■ **Challenge 1**: From the patch notice, write down the passage starting at "When memory_failure() is" and ending at "loop of MCEs.".

:: Page text ::

+ mmhwpoison-return-ehwpoison-to-denote-that-the-page-has-already-been-poisoned.patch added to -mm tree

akpm@xxxxxxxxxxxxxxxxxxxx · Sat, 22 May 2021 15:09:47 -0700

The patch titled
     Subject: mm,hwpoison: return -EHWPOISON to denote that the page has already been poisoned
has been added to the -mm tree.  Its filename is
     mmhwpoison-return-ehwpoison-to-denote-that-the-page-has-already-been-poisoned.patch

This patch should soon appear at
    https://ozlabs.org/~akpm/mmots/broken-out/mmhwpoison-return-ehwpoison-to-denote-that-the-page-has-already-been-poisoned.patch
and later at
    https://ozlabs.org/~akpm/mmotm/broken-out/mmhwpoison-return-ehwpoison-to-denote-that-the-page-has-already-been-poisoned.patch

Before you just go and hit "reply", please:
   a) Consider who else should be cc'ed
   b) Prefer to cc a suitable mailing list as well
   c) Ideally: find the original patch on the mailing list and do a
      reply-to-all to that, adding suitable additional cc's

*** Remember to use Documentation/process/submit-checklist.rst when testing your code ***

The -mm tree is included into linux-next and is updated
there every 3-4 working days

------------------------------------------------------
From: Aili Yao <yaoaili@xxxxxxxxxxxx>
Subject: mm,hwpoison: return -EHWPOISON to denote that the page has already been poisoned

When memory_failure() is called with MF_ACTION_REQUIRED on the page that
has already been hwpoisoned, memory_failure() could fail to send SIGBUS to
the affected process, which results in infinite loop of MCEs.

:::
:: Material supplied ::

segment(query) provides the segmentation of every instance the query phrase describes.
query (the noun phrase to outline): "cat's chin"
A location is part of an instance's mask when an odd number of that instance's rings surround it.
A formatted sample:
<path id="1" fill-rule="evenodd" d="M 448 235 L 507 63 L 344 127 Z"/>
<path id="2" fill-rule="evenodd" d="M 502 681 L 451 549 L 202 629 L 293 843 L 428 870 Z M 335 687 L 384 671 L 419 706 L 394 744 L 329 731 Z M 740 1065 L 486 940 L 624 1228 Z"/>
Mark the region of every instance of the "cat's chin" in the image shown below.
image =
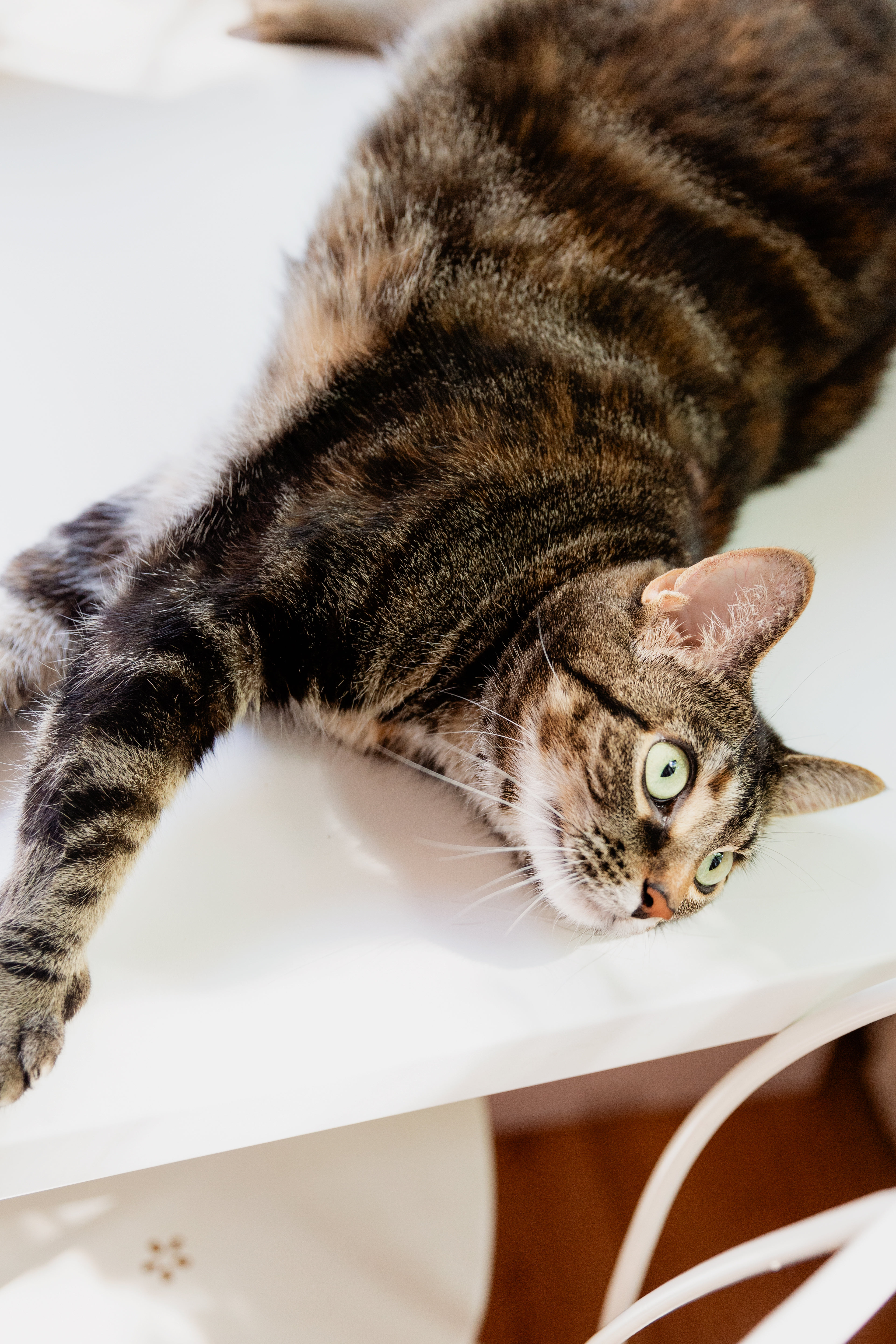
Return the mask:
<path id="1" fill-rule="evenodd" d="M 566 923 L 575 929 L 587 929 L 602 938 L 634 938 L 664 922 L 662 919 L 635 919 L 625 909 L 619 896 L 591 891 L 571 879 L 540 871 L 544 867 L 543 863 L 535 864 L 545 899 L 559 911 Z M 551 866 L 548 864 L 548 867 Z M 633 903 L 637 905 L 637 898 Z"/>

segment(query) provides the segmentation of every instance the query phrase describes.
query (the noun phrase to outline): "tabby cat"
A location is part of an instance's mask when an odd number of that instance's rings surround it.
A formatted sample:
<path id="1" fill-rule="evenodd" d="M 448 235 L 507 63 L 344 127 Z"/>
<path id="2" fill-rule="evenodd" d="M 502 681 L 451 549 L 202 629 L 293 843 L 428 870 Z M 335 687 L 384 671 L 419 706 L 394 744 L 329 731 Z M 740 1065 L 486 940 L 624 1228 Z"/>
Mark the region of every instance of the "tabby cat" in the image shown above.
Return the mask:
<path id="1" fill-rule="evenodd" d="M 269 36 L 373 17 L 259 7 Z M 0 695 L 40 706 L 3 1101 L 54 1063 L 161 809 L 261 707 L 450 775 L 613 935 L 700 910 L 767 817 L 881 788 L 752 700 L 809 560 L 715 552 L 896 339 L 892 5 L 506 0 L 403 59 L 204 474 L 3 578 Z"/>

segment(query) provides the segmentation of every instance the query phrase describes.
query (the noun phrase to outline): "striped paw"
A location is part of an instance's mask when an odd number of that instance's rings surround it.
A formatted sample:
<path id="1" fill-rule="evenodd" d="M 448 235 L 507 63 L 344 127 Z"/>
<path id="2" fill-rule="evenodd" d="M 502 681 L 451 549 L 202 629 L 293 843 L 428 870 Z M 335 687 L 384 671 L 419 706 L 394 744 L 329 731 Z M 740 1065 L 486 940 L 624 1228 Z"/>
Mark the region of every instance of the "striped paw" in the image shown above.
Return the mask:
<path id="1" fill-rule="evenodd" d="M 66 1021 L 87 997 L 86 966 L 50 980 L 12 969 L 0 969 L 0 1106 L 17 1101 L 56 1062 L 66 1035 Z"/>

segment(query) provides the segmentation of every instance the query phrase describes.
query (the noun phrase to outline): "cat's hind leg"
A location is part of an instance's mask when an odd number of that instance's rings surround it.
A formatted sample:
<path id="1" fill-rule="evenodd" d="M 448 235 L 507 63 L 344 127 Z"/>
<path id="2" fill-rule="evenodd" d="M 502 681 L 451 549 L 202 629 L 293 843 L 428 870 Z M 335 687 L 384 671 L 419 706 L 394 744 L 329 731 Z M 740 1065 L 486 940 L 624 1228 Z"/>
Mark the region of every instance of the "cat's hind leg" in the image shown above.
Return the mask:
<path id="1" fill-rule="evenodd" d="M 85 509 L 0 575 L 0 718 L 27 708 L 66 669 L 73 632 L 129 552 L 138 496 Z"/>
<path id="2" fill-rule="evenodd" d="M 48 1070 L 85 945 L 177 786 L 261 699 L 251 620 L 159 547 L 89 621 L 43 715 L 0 891 L 0 1103 Z"/>
<path id="3" fill-rule="evenodd" d="M 114 594 L 136 555 L 201 503 L 215 478 L 215 462 L 171 464 L 11 560 L 0 574 L 0 720 L 59 681 L 85 618 Z"/>
<path id="4" fill-rule="evenodd" d="M 382 51 L 433 8 L 433 0 L 253 0 L 253 32 L 262 42 L 296 42 Z"/>

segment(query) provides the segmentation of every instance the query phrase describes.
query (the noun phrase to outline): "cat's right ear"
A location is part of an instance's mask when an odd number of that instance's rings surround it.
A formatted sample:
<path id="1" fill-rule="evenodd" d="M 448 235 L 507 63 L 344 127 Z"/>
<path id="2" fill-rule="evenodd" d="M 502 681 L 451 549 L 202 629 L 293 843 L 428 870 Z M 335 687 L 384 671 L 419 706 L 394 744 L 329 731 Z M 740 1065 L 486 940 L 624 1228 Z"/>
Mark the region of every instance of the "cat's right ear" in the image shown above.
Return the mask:
<path id="1" fill-rule="evenodd" d="M 778 763 L 778 785 L 771 810 L 776 817 L 826 812 L 827 808 L 842 808 L 848 802 L 873 798 L 885 788 L 879 775 L 860 765 L 789 751 Z"/>
<path id="2" fill-rule="evenodd" d="M 711 555 L 660 574 L 641 602 L 654 617 L 645 653 L 676 648 L 695 665 L 750 676 L 811 594 L 814 570 L 799 551 L 755 547 Z"/>

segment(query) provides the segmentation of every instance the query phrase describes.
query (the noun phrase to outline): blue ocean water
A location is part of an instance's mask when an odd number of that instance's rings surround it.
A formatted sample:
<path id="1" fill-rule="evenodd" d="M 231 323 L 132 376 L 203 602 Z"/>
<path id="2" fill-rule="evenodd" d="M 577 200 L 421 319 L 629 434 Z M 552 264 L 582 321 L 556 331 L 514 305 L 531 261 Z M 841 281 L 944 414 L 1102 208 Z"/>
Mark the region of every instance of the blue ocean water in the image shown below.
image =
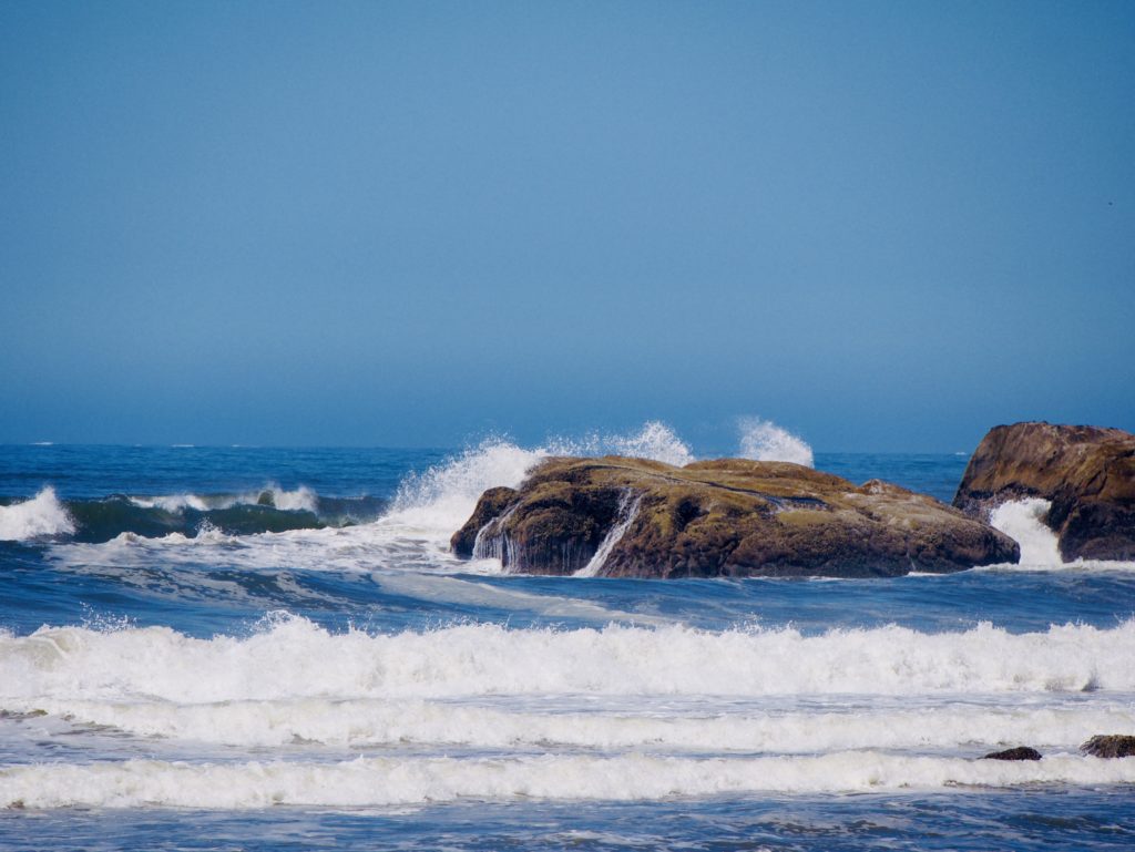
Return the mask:
<path id="1" fill-rule="evenodd" d="M 599 449 L 689 456 L 640 438 Z M 1135 760 L 1078 751 L 1135 733 L 1135 565 L 448 554 L 481 490 L 564 452 L 595 441 L 0 447 L 0 847 L 1135 846 Z M 814 458 L 945 501 L 966 461 Z M 1045 758 L 975 760 L 1018 744 Z"/>

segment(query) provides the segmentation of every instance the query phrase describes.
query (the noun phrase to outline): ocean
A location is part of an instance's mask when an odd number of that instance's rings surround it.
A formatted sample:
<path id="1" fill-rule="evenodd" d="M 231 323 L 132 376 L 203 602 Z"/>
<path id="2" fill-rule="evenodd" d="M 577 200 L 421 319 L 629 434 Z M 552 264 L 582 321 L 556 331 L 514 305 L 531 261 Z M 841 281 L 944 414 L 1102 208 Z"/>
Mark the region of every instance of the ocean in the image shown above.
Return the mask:
<path id="1" fill-rule="evenodd" d="M 1130 850 L 1135 564 L 512 576 L 528 448 L 0 447 L 0 849 Z M 737 452 L 949 501 L 964 455 Z M 1031 745 L 1032 762 L 978 760 Z"/>

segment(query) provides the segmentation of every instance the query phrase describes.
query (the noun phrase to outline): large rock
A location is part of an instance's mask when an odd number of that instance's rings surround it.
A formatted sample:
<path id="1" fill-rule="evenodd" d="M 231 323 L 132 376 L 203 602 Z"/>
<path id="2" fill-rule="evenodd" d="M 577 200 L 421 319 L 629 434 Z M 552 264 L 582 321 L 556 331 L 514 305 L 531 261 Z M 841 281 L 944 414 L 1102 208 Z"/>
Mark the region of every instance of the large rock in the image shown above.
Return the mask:
<path id="1" fill-rule="evenodd" d="M 1012 539 L 931 497 L 737 458 L 548 459 L 513 496 L 486 492 L 452 545 L 514 573 L 640 577 L 894 576 L 1019 557 Z"/>
<path id="2" fill-rule="evenodd" d="M 1135 559 L 1135 435 L 1015 423 L 990 430 L 953 505 L 987 520 L 1007 500 L 1050 500 L 1045 523 L 1066 560 Z"/>

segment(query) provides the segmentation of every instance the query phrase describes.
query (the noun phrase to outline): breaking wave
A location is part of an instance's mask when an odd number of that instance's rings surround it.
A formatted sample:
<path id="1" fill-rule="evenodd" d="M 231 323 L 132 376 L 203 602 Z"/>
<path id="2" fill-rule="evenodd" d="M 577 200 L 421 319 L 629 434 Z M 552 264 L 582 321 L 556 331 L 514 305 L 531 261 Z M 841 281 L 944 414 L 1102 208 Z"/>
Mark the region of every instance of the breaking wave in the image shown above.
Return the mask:
<path id="1" fill-rule="evenodd" d="M 0 541 L 27 541 L 73 532 L 75 521 L 52 488 L 44 488 L 30 500 L 0 506 Z"/>
<path id="2" fill-rule="evenodd" d="M 793 462 L 812 467 L 812 447 L 801 438 L 775 423 L 759 417 L 746 417 L 740 424 L 741 457 L 756 462 Z"/>
<path id="3" fill-rule="evenodd" d="M 364 807 L 456 799 L 628 801 L 724 793 L 863 793 L 1132 783 L 1135 783 L 1135 760 L 1070 754 L 1016 764 L 876 751 L 708 759 L 646 754 L 472 760 L 361 757 L 337 764 L 127 760 L 5 769 L 0 771 L 0 807 Z"/>
<path id="4" fill-rule="evenodd" d="M 53 698 L 179 703 L 498 694 L 785 695 L 1135 690 L 1135 621 L 1015 634 L 906 627 L 709 632 L 684 626 L 371 635 L 269 619 L 247 638 L 167 627 L 44 627 L 0 638 L 0 708 Z"/>
<path id="5" fill-rule="evenodd" d="M 1020 565 L 1062 565 L 1057 535 L 1044 524 L 1052 504 L 1039 497 L 1002 503 L 990 515 L 990 524 L 1020 545 Z"/>

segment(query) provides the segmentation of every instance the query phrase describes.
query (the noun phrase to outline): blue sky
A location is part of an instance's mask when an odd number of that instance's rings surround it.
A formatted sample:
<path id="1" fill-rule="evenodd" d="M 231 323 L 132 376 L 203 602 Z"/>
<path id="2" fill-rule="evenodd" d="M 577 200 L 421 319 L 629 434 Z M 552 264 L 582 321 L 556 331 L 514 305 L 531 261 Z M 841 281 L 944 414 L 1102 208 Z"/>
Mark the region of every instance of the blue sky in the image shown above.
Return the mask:
<path id="1" fill-rule="evenodd" d="M 0 5 L 0 441 L 1135 430 L 1130 2 Z"/>

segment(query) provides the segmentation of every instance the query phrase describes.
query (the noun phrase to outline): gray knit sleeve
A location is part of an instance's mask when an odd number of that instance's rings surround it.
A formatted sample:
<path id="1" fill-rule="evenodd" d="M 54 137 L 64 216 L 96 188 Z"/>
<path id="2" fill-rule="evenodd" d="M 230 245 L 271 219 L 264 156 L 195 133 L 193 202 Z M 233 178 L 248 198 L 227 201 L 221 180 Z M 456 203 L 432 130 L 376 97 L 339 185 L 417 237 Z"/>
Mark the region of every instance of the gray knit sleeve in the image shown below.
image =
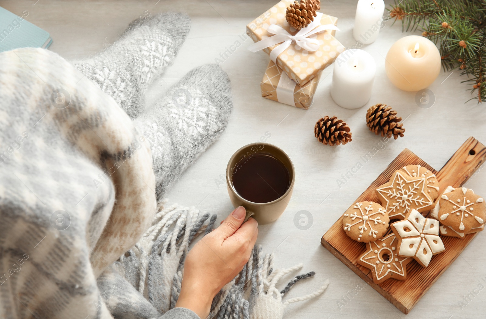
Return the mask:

:::

■ **Challenge 2**: How many lines in the entries contain the word "noun"? Reply with the number alone.

■ **Complete output 1**:
When memory_failure() is called with MF_ACTION_REQUIRED on the page that
has already been hwpoisoned, memory_failure() could fail to send SIGBUS to
the affected process, which results in infinite loop of MCEs.

■ **Complete output 2**: 11